TEXTO SELECIONADO —
'''
Lançado em 1999, First Love é o primeiro álbum de estúdio de Utada Hikaru, em japonês, no Japão. Antes, havia lançado um disco em inglês intitulado Cubic U. Ele deveria ser focado no mercado norte-americano. Porém, por problemas envolvendo sua gravadora à época, o álbum foi lançado só no Japão. Mas, de modo “oficial”, o First Love é tomado como o “debut” delu.

E que debut! Os números do Padre Marcelo e da Xuxa são impressionantes? O First Love, só em 1999, vendeu mais do que ambos somados nesse tempo todo. Em torno de 7.672.120 de cópias até então (e algumas fontes creditam como 8.600.000 ou 9.910.000 de cópias). É cópia pra burro e mostra como o mercado fonográfico japonês, já décadas atrás, era grande assim e autossuficiente.

Esse é o disco mais vendido da história do Japão. E ele é um desses casos onde a tracklist inteira vende o conceito do título a partir de diferentes perspectivas. Todo ele fala sobre as sensações adolescentes de se viver um primeiro amor, com todas as excitações e incertezas vindas disso que só ocorre uma vez na vida (ou duas, se você for bi ou pansexual).

A letra de “First Love” engloba todo aquele mix agridoce de sentimentos que envolvem o primeiro amor. Desde aquilo de experimentar pela primeira vez uma porção de sentimentos, até a inevitável tristeza de saber que, uma hora, isso irá terminar.

A primeira linha de “Automatic” é, literalmente, Hikaru dizendo que não consegue evitar a euforia quando a pessoa atende o telefone. “Movin’ On Without You” mostra um outro lado, o da insegurança de sofrer rejeição. “In My Room” fala sobre aquelas fantasias que criamos em nossa mente quando cruzamos com a pessoa que achamos que é o nosso grande amor.

Em “Amai Wana, Paint It Black”, vemos a parte “perigosa” de se apaixonar, onde todos os indícios apontam para o fato de a pessoa não ser tão legal, mas ainda assim nos cativar, como se caíssemos numa armadilha por vontade própria. “B and C” e “Another Chance” falam sobre se jogar nesse primeiro amor sem ressalvas, viver a experiência. Já “Time Will Tell” mostra o fim desse primeiro amor pelo tempo e toda a dor que esse término traz, tema que se repete na triste “Never Let Go”.
'''
DADOS EXTRAÍDOS —
'''
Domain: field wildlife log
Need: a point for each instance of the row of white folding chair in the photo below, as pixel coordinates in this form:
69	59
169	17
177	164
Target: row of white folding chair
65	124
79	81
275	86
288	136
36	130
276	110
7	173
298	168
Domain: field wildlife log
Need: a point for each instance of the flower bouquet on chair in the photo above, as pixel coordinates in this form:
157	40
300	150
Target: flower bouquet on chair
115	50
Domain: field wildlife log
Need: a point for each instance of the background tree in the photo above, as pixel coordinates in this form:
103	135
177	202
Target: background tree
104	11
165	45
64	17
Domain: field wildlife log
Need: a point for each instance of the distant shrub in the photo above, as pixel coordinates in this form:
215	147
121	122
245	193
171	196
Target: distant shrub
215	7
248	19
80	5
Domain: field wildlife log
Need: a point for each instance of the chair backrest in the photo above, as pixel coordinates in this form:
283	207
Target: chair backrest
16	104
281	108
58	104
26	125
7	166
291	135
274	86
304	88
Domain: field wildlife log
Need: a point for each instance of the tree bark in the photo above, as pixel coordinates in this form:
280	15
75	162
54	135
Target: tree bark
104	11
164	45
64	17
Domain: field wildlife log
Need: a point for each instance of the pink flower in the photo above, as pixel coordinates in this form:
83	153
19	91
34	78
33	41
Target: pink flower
'''
'''
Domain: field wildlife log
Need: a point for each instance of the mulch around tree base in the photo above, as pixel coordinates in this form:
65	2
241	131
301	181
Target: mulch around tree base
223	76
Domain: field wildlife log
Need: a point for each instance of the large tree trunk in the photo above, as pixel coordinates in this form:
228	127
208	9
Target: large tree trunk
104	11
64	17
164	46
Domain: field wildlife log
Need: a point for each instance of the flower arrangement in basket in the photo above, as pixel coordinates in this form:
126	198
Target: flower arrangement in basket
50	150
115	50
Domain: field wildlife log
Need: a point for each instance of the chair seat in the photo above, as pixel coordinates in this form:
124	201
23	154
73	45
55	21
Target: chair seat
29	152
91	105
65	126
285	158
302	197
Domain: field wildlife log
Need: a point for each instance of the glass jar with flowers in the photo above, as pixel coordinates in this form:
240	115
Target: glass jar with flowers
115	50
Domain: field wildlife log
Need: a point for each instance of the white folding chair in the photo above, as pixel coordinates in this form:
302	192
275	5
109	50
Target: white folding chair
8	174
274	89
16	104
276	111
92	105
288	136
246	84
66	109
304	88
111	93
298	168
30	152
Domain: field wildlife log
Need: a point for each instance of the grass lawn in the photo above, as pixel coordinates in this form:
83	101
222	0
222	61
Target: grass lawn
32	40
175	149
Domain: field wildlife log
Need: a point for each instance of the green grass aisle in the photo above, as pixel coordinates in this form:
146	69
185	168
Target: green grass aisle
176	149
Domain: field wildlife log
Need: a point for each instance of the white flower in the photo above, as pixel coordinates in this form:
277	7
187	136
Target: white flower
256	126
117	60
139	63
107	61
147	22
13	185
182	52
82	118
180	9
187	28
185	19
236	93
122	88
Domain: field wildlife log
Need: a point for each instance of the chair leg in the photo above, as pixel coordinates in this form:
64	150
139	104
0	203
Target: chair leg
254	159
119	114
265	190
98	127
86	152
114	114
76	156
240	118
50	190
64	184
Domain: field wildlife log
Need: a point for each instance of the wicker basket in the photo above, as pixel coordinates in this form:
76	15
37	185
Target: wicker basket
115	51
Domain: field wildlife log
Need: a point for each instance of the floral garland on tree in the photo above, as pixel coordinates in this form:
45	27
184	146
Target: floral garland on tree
'''
PERGUNTAS —
1. Segundo o texto sobre o álbum First Love, qual era o título do disco em inglês lançado antes dele?
2. Reproduza o trecho do texto sobre o álbum First Love que vai de "Esse é o disco" até "bi ou pansexual).".

RESPOSTAS —
1. Cubic U.

2.
Esse é o disco mais vendido da história do Japão. E ele é um desses casos onde a tracklist inteira vende o conceito do título a partir de diferentes perspectivas. Todo ele fala sobre as sensações adolescentes de se viver um primeiro amor, com todas as excitações e incertezas vindas disso que só ocorre uma vez na vida (ou duas, se você for bi ou pansexual).